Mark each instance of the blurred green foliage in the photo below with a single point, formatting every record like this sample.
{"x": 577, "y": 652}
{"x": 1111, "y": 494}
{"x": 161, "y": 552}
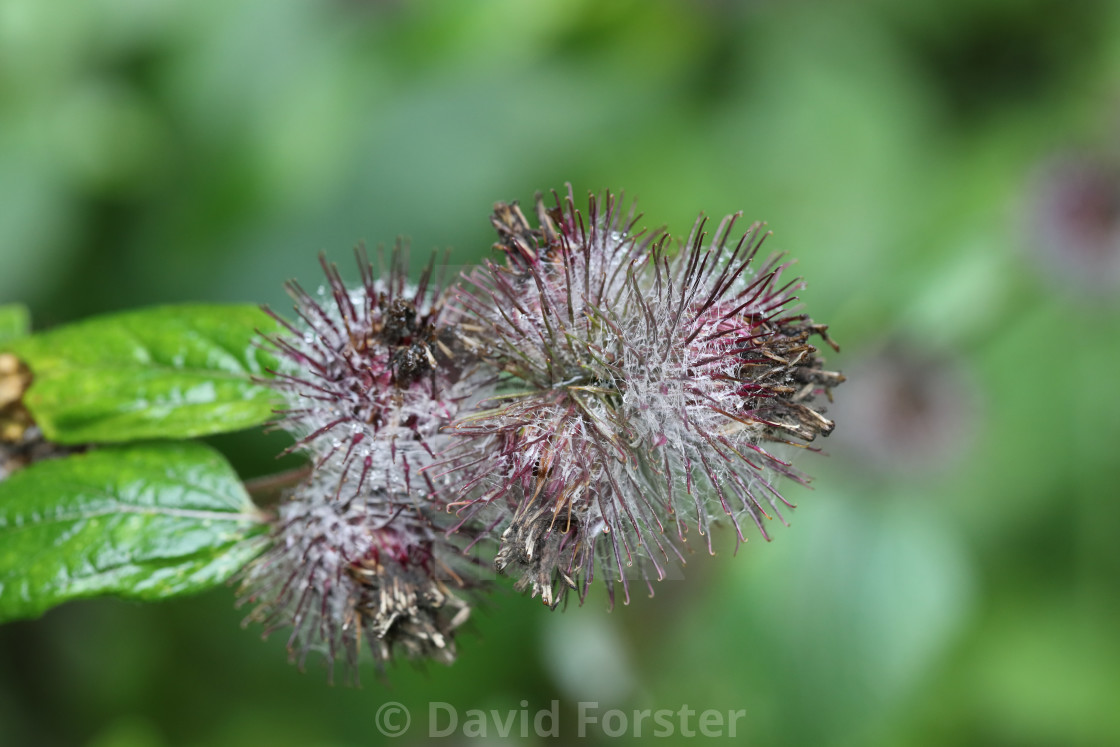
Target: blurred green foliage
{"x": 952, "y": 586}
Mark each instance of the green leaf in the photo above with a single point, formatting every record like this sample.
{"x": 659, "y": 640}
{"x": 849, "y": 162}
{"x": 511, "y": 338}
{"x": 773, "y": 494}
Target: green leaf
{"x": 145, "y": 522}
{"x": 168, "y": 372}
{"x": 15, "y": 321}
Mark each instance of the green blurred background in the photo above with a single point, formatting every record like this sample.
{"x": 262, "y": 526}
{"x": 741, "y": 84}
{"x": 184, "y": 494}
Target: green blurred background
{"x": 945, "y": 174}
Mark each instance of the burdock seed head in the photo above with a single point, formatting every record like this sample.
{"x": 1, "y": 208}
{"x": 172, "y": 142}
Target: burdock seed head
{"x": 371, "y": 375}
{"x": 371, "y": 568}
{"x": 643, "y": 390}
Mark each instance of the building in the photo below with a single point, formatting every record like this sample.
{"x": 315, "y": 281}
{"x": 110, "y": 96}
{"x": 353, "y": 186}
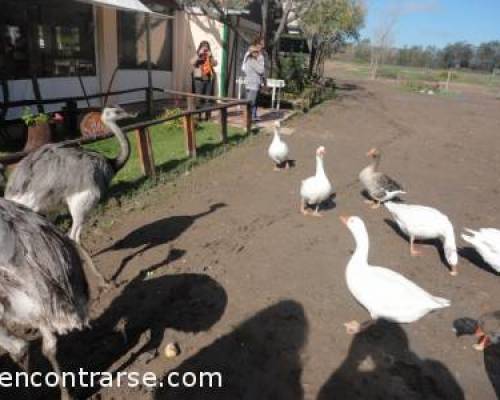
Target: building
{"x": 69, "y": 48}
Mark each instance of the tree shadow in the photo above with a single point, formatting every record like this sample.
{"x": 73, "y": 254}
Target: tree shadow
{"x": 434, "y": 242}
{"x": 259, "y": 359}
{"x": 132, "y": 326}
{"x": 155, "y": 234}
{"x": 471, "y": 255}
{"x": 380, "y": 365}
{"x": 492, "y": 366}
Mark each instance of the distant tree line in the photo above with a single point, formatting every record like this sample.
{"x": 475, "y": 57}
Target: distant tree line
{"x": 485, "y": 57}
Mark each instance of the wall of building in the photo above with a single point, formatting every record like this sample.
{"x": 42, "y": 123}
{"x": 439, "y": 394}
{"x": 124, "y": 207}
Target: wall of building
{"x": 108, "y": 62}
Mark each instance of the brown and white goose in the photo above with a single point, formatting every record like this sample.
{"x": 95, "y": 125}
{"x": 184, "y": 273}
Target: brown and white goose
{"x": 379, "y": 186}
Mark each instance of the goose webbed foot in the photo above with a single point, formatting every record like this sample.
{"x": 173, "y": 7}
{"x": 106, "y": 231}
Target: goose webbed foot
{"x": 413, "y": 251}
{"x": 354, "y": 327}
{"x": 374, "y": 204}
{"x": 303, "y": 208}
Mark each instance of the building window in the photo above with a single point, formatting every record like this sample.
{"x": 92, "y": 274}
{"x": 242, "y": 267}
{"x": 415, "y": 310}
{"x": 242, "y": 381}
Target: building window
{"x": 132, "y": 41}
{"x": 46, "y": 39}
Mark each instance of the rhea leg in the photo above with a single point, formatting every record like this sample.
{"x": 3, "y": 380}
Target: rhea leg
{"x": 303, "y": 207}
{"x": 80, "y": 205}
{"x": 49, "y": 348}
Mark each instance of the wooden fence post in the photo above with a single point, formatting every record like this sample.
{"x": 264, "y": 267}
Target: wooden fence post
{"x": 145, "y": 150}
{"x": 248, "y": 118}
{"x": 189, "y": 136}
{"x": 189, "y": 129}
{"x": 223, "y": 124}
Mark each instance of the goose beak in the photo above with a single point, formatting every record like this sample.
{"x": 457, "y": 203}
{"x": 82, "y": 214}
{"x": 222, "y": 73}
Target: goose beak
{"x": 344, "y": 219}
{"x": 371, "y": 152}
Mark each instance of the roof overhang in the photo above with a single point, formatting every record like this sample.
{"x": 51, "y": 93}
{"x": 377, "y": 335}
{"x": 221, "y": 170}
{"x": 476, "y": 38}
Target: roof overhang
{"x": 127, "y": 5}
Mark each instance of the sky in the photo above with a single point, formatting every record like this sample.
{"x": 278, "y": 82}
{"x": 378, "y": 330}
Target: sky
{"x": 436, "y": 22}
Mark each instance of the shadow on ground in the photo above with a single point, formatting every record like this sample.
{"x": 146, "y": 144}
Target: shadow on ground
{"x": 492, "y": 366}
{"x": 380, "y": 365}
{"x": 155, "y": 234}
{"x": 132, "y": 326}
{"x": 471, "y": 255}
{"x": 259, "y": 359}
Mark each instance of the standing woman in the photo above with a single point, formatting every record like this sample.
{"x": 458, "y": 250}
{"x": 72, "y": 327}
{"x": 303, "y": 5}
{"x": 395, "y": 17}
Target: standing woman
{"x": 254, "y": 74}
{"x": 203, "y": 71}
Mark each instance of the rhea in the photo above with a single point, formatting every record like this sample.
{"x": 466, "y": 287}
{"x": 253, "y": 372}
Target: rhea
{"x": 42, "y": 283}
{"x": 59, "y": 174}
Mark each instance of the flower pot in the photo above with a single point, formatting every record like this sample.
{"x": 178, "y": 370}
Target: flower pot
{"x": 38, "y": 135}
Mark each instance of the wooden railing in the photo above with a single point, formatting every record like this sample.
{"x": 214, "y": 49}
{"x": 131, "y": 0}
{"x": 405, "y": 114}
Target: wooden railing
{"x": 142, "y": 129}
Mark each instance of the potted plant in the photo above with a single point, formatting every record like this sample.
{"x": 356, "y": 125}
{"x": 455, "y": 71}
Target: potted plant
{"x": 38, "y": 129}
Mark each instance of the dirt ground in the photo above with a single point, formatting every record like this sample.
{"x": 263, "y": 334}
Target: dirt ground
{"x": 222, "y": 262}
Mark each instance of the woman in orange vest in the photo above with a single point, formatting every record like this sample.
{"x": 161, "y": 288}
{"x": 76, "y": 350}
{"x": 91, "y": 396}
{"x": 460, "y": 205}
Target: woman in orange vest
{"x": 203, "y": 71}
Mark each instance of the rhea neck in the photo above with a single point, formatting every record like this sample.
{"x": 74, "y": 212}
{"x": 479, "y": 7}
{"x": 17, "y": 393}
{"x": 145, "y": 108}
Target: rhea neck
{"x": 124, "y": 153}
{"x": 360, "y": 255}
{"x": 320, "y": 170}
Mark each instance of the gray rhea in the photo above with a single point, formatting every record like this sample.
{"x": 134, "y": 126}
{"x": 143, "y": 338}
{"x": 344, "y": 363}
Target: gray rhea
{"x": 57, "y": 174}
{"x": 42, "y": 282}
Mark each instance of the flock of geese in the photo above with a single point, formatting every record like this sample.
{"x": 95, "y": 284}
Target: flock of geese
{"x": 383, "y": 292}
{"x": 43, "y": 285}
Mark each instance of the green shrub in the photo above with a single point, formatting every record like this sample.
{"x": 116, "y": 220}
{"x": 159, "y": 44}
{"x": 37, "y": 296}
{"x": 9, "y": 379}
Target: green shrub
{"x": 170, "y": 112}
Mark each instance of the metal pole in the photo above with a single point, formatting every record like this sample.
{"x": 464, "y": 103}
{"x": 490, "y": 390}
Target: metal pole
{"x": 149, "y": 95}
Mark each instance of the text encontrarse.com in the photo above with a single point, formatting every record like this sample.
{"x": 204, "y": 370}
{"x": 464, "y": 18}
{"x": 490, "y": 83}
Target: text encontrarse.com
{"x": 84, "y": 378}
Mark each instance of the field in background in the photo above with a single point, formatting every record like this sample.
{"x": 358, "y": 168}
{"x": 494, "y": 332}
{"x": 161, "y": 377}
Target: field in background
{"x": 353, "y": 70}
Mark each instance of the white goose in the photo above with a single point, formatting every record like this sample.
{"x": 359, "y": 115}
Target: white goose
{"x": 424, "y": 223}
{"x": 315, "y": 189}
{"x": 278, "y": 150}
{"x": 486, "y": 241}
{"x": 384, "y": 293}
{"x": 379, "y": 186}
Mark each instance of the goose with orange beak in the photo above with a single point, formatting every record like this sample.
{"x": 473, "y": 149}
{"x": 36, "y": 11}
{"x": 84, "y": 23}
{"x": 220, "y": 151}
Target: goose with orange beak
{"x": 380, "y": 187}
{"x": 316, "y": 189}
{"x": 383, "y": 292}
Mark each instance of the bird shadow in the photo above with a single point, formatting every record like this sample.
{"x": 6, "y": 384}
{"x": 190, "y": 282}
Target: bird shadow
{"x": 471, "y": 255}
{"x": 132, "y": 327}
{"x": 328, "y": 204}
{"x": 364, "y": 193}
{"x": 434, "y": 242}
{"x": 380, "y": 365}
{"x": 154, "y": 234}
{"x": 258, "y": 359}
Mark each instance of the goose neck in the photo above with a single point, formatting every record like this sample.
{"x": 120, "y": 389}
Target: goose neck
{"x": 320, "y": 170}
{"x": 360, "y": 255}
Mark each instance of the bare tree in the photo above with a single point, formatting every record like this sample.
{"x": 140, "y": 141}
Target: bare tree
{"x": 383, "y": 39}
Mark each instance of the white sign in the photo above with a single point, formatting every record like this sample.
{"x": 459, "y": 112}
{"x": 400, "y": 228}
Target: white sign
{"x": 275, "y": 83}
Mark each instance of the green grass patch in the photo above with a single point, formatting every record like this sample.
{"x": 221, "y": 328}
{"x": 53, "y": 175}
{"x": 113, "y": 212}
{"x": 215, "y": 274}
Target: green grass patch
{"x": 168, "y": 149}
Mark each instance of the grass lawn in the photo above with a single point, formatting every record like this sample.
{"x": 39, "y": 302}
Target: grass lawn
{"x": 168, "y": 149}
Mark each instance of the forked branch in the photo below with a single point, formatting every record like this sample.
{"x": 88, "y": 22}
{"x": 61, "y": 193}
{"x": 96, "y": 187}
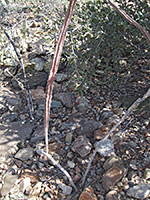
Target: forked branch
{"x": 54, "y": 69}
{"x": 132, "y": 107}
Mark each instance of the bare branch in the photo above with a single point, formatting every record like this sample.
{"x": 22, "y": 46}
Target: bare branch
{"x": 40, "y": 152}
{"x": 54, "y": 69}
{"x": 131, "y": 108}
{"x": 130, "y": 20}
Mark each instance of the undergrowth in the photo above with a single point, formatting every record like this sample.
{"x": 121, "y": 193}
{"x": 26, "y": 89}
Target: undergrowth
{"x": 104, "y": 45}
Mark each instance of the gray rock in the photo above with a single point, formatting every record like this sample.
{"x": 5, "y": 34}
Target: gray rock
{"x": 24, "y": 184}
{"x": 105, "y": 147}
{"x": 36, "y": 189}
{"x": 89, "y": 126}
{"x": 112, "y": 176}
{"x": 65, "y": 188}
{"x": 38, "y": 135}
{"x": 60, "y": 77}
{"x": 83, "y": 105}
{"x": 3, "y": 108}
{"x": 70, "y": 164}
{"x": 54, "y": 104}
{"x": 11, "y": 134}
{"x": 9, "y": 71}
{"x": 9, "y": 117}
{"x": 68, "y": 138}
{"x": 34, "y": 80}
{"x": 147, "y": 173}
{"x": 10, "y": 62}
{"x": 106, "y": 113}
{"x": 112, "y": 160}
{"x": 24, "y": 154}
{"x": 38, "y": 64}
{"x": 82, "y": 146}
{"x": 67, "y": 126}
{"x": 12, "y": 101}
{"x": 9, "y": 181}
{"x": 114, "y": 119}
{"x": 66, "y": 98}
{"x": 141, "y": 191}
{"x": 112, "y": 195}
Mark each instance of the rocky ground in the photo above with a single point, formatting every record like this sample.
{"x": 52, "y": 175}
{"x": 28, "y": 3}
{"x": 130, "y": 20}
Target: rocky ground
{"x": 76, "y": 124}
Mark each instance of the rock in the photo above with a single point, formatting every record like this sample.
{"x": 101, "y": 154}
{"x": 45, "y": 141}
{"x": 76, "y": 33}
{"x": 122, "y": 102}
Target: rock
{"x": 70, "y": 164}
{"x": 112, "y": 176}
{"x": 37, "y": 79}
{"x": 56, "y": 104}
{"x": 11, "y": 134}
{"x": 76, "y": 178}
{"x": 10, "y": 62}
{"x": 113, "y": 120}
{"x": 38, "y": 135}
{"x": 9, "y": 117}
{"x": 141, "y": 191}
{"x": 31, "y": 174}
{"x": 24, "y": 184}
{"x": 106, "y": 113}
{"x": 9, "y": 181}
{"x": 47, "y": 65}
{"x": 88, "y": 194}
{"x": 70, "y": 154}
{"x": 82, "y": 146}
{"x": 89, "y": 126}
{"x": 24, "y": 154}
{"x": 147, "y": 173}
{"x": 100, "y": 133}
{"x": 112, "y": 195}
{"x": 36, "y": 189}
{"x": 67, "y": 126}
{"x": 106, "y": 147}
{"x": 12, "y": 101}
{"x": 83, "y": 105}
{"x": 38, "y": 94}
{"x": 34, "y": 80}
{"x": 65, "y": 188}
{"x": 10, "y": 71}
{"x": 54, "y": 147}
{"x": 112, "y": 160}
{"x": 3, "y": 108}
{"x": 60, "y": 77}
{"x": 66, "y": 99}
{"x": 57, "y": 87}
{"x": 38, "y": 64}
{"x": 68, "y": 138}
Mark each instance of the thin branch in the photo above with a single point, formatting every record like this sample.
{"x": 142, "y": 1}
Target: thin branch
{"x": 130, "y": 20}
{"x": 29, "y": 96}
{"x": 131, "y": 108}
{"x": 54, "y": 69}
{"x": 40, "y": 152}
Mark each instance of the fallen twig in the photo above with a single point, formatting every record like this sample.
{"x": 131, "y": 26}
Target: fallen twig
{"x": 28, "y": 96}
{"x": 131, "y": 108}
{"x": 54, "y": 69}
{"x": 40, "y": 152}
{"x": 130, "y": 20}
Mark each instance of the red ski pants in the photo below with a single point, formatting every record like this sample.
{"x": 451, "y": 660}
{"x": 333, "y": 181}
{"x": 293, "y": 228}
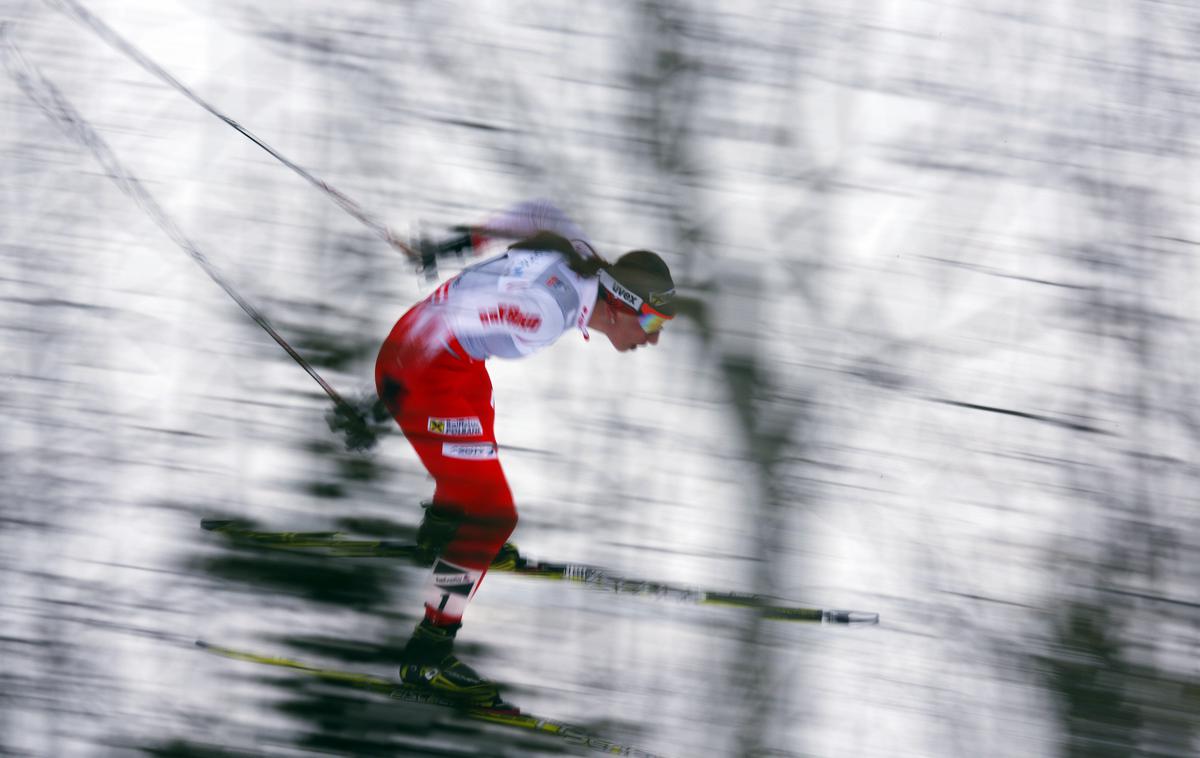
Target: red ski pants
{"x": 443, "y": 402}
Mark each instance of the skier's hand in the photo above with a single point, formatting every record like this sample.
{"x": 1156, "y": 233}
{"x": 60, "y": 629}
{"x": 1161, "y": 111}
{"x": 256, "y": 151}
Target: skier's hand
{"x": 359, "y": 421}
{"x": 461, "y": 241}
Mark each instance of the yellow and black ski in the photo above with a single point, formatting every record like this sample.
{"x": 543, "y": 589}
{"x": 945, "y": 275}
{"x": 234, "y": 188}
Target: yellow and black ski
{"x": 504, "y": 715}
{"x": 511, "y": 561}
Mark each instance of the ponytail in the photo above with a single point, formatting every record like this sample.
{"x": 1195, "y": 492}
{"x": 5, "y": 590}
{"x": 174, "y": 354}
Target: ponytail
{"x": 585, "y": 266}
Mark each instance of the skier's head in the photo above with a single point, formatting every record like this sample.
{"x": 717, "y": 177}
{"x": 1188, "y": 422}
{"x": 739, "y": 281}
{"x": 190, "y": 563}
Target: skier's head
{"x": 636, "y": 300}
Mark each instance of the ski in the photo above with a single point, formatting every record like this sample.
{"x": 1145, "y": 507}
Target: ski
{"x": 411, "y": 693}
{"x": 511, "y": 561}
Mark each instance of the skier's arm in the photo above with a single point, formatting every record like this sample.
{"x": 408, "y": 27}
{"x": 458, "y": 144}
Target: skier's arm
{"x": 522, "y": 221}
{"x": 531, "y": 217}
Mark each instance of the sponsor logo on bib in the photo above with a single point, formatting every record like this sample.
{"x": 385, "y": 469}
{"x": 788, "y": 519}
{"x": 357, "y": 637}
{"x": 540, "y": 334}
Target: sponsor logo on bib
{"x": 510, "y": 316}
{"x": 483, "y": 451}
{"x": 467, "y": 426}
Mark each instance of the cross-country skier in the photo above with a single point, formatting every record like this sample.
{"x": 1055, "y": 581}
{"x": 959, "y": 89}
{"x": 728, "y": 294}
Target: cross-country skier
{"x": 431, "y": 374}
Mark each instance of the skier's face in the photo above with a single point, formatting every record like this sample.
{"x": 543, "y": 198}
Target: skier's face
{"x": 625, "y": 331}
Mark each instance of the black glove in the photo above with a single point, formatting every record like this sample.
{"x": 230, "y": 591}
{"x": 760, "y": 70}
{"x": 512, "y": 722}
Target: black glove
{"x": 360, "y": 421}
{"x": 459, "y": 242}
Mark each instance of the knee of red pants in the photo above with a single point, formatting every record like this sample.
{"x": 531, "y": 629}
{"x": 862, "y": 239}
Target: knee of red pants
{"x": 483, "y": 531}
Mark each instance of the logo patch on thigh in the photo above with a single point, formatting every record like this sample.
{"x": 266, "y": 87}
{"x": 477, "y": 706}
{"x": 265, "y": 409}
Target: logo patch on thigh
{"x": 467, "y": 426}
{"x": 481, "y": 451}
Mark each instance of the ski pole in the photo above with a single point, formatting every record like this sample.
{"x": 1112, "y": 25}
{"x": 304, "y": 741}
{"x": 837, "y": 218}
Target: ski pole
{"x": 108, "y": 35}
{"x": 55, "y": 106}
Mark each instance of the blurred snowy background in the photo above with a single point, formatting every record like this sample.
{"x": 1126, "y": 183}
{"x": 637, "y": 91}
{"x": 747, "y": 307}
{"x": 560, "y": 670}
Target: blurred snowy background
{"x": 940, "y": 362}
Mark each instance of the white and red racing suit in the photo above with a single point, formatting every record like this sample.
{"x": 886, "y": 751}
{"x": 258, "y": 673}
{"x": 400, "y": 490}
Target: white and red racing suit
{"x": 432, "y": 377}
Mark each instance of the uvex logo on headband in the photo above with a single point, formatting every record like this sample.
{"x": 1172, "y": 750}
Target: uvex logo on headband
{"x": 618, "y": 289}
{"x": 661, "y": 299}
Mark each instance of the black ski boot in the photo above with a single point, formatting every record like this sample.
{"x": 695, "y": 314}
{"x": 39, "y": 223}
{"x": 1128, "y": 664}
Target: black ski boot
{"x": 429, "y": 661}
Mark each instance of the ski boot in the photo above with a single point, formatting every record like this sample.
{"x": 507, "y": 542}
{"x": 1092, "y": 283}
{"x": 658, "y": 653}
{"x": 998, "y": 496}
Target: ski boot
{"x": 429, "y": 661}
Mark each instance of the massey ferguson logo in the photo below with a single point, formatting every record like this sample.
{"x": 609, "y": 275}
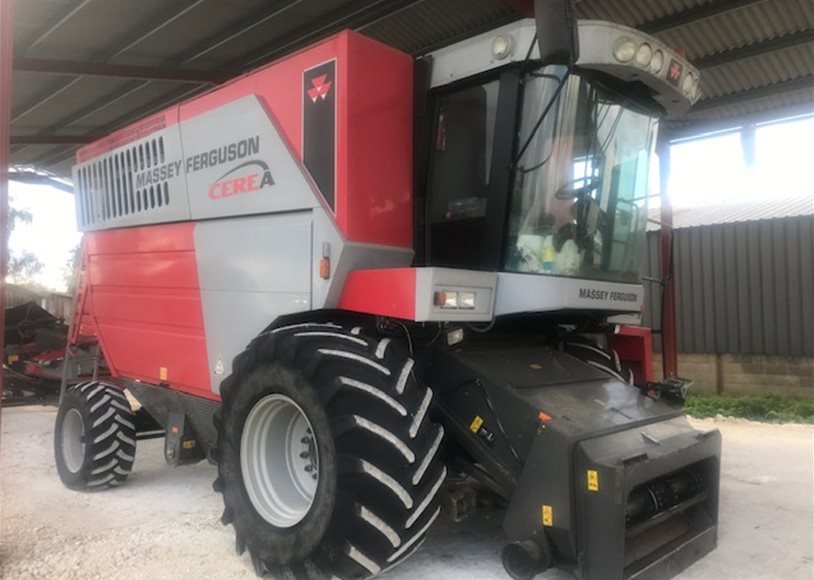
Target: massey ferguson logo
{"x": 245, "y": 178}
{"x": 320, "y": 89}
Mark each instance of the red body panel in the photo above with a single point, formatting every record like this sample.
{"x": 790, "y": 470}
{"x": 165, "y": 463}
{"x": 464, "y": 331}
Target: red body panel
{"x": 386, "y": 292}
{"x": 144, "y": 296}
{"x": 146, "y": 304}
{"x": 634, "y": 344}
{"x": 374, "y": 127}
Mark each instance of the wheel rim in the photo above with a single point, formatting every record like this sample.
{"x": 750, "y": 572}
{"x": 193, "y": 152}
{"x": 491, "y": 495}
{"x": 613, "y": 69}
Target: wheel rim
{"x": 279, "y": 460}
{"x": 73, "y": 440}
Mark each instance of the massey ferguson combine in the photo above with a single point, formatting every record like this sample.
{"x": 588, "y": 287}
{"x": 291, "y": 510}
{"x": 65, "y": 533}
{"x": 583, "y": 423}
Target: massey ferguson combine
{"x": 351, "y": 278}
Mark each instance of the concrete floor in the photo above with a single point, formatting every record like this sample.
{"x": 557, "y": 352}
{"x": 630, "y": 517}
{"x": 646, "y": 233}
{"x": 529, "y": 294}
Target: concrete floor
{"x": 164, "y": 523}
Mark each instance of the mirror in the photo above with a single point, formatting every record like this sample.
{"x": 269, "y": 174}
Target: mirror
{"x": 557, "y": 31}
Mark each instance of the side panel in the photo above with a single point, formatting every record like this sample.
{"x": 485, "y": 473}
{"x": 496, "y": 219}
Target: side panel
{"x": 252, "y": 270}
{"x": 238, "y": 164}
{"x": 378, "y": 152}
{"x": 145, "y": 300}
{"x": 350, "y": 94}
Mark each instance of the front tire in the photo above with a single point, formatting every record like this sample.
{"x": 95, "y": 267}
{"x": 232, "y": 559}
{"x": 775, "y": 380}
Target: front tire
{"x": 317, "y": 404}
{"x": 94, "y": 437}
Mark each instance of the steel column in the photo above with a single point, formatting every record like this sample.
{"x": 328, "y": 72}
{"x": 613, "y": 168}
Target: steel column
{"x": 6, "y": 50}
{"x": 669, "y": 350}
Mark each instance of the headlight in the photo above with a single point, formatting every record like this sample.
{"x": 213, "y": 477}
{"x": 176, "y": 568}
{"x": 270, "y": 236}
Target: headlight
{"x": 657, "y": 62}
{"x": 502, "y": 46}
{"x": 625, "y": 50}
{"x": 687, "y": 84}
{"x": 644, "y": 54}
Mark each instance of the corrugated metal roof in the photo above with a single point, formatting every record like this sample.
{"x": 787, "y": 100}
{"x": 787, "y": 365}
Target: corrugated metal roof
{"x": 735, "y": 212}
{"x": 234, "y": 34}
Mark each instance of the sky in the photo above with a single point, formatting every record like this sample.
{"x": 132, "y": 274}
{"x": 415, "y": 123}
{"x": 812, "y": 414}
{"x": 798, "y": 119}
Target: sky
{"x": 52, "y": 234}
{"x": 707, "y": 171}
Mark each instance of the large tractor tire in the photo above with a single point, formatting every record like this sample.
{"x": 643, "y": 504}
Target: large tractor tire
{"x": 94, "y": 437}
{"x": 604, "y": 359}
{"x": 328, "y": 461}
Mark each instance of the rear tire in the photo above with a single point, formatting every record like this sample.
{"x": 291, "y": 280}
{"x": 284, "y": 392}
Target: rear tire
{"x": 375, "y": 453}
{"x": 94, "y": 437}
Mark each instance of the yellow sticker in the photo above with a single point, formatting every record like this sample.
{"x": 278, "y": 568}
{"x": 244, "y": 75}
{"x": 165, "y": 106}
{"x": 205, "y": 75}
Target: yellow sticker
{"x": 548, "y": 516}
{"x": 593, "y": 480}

Task to carry out:
For this exercise, please retype exactly the lines in the listing from the line with "Mark each instance of the headlight" through its last line, both ends included.

Solution:
Mark each instance of the headlight in the photo above with a single point, formatting every record like this sample.
{"x": 213, "y": 477}
{"x": 176, "y": 568}
{"x": 270, "y": 236}
Target: headlight
{"x": 657, "y": 62}
{"x": 502, "y": 46}
{"x": 625, "y": 50}
{"x": 687, "y": 84}
{"x": 644, "y": 54}
Mark each instance of the corrugated metal roof in the photo above with a single point, formatting every record like this sample.
{"x": 787, "y": 100}
{"x": 787, "y": 365}
Target: corrugated metal roof
{"x": 735, "y": 212}
{"x": 234, "y": 34}
Mark each instance of the sky in the photo above with a single point, formatting every record like this sample.
{"x": 132, "y": 274}
{"x": 415, "y": 123}
{"x": 812, "y": 414}
{"x": 798, "y": 119}
Target: sky
{"x": 52, "y": 234}
{"x": 707, "y": 171}
Mark each instance of the large tractor tire in the photo above with a single point, formatting every record like this sample.
{"x": 643, "y": 504}
Target: large tractor tire
{"x": 94, "y": 437}
{"x": 604, "y": 359}
{"x": 328, "y": 461}
Mark each instance of the rear tire in the photo above with a single point, formatting every record like this sample.
{"x": 291, "y": 280}
{"x": 284, "y": 392}
Target: rear tire
{"x": 375, "y": 453}
{"x": 94, "y": 437}
Mark each instance of the yellow sticker in the photo above with a single point, formatting every record like this sample.
{"x": 278, "y": 568}
{"x": 244, "y": 75}
{"x": 165, "y": 106}
{"x": 205, "y": 75}
Target: yellow sticker
{"x": 548, "y": 516}
{"x": 593, "y": 480}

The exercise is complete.